WHAT IS REQUIRED
Render this sentence from the poker blog post into Spanish: "After playing ok on day 1 in Waterford, I played pretty bad on day 2."

SOURCE EXCERPT
- - -

Thursday, August 4, 2011

Leading from the front, getting it in behind

Experience has taught me at least one thing: it always take me a while to re-adjust to playing live in Ireland after Vegas. So I was glad to be able to get the cobwebs off at 2 events before EMOP Dublin, the one this year in Ireland I really really wanted to do well in. After playing ok on day 1 in Waterford, I played pretty bad on day 2. Those post Vegas blues again. I played ok in the Fitz EOM the night before 1B of EMOP, but once the shipping section started I didn't last long. Second hand I shipped was KQ and it ran into Trevor Dinneen's AK. My timing was bad, but at least my friends' was better: Jono Crute, David Lappin and Gareth Cash, in the midst of a pub crawl, turned up just around then to see how myself and Jono's Norwegian friend Espen were faring. I was now free to join them for a few.

- - -

[Stored data entries]
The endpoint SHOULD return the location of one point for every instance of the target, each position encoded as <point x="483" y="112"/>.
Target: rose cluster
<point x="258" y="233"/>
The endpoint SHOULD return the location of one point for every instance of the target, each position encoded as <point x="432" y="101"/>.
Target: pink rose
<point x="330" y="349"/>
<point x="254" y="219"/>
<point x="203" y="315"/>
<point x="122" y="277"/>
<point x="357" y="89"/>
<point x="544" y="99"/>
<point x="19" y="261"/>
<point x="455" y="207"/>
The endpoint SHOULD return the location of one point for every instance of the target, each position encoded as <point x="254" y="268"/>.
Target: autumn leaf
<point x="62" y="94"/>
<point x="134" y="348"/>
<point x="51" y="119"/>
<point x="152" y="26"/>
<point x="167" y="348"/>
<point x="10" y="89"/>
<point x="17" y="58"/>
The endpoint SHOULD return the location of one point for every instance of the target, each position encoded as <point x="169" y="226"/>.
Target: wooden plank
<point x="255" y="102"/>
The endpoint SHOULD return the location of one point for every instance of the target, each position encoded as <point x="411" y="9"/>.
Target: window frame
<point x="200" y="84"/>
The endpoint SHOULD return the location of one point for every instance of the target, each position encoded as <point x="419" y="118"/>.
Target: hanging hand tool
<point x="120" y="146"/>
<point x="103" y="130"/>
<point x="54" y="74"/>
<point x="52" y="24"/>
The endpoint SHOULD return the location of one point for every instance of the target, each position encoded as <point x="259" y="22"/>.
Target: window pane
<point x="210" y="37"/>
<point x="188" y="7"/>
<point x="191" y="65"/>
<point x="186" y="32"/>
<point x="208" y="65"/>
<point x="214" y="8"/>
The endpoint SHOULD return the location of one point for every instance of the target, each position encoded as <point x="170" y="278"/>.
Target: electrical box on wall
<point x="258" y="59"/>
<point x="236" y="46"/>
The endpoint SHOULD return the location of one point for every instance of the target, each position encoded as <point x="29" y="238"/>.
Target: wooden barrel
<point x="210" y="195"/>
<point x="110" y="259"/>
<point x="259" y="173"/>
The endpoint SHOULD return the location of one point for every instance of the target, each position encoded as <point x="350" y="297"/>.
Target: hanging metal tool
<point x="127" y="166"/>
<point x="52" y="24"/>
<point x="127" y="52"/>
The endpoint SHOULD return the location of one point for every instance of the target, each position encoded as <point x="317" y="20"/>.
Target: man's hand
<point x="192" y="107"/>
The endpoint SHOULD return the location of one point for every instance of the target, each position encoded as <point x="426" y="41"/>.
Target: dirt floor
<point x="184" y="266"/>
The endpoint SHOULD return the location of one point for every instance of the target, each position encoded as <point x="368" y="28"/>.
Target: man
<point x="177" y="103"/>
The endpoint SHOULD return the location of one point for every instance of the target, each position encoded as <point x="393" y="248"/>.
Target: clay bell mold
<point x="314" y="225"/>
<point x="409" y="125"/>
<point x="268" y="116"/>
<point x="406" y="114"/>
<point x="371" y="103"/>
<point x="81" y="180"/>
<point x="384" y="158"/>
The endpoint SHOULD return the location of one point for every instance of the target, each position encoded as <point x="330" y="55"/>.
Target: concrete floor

- - -

RESULT FOR THIS EXERCISE
Tras jugar aceptablemente el día 1 en Waterford, el día 2 jugué bastante mal.